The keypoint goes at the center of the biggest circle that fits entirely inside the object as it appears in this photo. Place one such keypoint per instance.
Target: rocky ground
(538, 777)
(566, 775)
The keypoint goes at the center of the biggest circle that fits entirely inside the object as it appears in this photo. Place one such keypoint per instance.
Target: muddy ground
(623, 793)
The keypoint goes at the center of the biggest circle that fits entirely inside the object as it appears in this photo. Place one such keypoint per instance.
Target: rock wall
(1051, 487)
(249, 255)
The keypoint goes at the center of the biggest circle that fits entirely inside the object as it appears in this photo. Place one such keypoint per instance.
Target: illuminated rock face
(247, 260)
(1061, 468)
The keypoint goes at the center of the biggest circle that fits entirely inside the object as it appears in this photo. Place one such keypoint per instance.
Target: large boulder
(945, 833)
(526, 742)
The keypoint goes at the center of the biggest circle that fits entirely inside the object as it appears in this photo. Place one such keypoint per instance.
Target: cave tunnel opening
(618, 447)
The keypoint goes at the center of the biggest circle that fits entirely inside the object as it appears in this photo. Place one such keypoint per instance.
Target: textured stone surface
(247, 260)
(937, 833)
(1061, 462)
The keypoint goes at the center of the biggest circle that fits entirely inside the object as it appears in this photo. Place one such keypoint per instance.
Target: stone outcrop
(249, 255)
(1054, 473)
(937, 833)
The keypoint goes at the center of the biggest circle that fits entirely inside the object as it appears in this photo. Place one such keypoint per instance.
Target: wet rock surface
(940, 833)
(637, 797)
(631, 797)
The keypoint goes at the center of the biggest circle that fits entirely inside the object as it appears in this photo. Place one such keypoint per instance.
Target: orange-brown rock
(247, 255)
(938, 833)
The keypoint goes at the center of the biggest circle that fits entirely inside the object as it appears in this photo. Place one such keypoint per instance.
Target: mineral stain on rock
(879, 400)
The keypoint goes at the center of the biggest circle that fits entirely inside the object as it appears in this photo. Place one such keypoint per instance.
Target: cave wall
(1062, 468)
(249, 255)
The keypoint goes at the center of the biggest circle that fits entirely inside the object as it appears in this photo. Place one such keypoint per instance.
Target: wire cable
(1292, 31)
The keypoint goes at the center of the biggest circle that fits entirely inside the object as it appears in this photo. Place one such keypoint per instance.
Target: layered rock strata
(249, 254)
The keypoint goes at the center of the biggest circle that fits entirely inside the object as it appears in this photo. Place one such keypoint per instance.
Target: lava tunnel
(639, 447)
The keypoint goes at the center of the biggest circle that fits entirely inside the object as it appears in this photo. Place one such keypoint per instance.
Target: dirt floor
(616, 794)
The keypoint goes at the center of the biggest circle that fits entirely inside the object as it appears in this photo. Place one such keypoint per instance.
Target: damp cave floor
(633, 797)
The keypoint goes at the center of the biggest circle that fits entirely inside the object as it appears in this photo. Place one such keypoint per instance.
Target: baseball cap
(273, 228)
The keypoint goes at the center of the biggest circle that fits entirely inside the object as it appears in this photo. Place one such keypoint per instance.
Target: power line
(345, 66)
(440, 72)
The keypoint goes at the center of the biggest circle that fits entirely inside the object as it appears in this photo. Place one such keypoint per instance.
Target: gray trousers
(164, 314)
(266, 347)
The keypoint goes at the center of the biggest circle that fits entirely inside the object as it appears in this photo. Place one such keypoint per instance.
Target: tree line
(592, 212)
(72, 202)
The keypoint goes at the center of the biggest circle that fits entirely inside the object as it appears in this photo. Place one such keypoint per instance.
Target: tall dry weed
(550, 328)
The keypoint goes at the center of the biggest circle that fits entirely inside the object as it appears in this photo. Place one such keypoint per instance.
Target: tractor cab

= = = = = = =

● **Your assignment**
Reproduce the listing shown above in its entirety, exactly.

● **Answer to this problem**
The keypoint goes at the center of the biggest circle that fits entirely inside the object as it appears in this photo. Place one such keypoint per instance.
Target: rocky ground
(538, 777)
(566, 775)
The keypoint goes at the center of the biggest circle that fits entirely inside the object as it appears in this photo. Place one such keypoint per instance.
Target: muddy ground
(623, 793)
The keypoint goes at the center of the biggest circle that fits entirely inside the object as it appears in this photo. Place one such keypoint per instance.
Target: rock wall
(1051, 487)
(249, 255)
The keypoint goes at the center of the biggest circle that fits entirely inside the object as it appears in this photo. Place one such keypoint per instance.
Target: illuminated rock face
(247, 260)
(1061, 468)
The keypoint goes at the center of the biggest circle that fits entirely inside the object as it appears in this photo. Place one such keypoint per instance.
Target: large boulder
(945, 833)
(526, 742)
The keypoint goes at the center of the biggest circle that fits entirely inside the object as it appears in this photo. Place one such keypoint per instance.
Target: cave tunnel opening
(618, 447)
The keypoint goes at the center of the biggest circle that fits entirely inside the object as it appears in this photo. Place one such keypoint per instance.
Target: textured stone surface
(247, 260)
(937, 833)
(1061, 462)
The keypoint goes at the center of the biggest circle that fits entirely inside the object as it appears in this photo. Place one such keypoint per instance.
Target: stone outcrop
(249, 255)
(1054, 473)
(937, 833)
The keypoint goes at the center of the biggest circle that fits entirely inside the object as it appears in this photo. Place one such keypoint per instance.
Target: wet rock surface
(940, 833)
(637, 797)
(631, 797)
The keypoint goes at the center of the biggest circle that fits entirely inside the object as it appears in this photo. Place one such keypoint per instance.
Target: orange-brown rock
(247, 255)
(938, 833)
The keypoint goes at the center of the biggest circle that fits entirely inside the object as it appears in this photo. Place one such keypoint per instance.
Target: mineral stain on rock
(879, 400)
The keypoint goes at the center of the biggest circle that fits entirely inside the object as it appears in this photo. Place one such keypoint per instance.
Target: cave wall
(1062, 468)
(249, 255)
The keypoint goes at the center of the biggest circle that fits entirely inside the object as it appears in this photo. Place one such keypoint per instance.
Target: wire cable
(1292, 31)
The keypoint goes at the center of the biggest circle that fits entirely inside the object as it appears in this photo. Place one such keypoint per instance.
Target: layered rock strata
(249, 254)
The keypoint goes at the center of the biggest circle that fits entirely inside the object as it appears in this photo. Place one such keypoint per instance.
Target: lava tunnel
(639, 447)
The keypoint goes at the center of the biggest circle that fits entirely inside the object as it appears in this photo. Place one such keypoint per instance.
Target: dirt floor
(616, 794)
The keypoint goes at the center of the biggest circle that fits entirely inside the object as it appears in this photo. Place one such keypoint per instance.
Target: damp cave floor
(633, 797)
The keypoint goes at the center of the biggest circle that fits entirely inside the object as it appears in this photo. Place one such keypoint per instance.
Target: baseball cap
(273, 228)
The keypoint goes at the center of the biggest circle that fits entirely inside the object as it appears in this photo. Place one such keypoint per instance.
Target: power line
(345, 66)
(440, 72)
The keypoint goes at the center of the biggest circle that fits entirely inside the object as it appears in this photo. Place one such keypoint per instance.
Target: gray trousers
(164, 314)
(266, 347)
The keypoint goes at the center of the biggest circle that fits entirely inside the object as it appears in this photo. Place one such keypoint per instance.
Target: tree line
(592, 212)
(72, 202)
The keypoint goes at the center of the biggest circle that fits entirely inside the object as it appears in this photo. Place one such keypoint per instance.
Target: tall dry weed
(550, 328)
The keypoint goes at the center of the biggest circle that fits entirely inside the object as it appears in this photo. Place one such keypoint per instance.
Target: tractor cab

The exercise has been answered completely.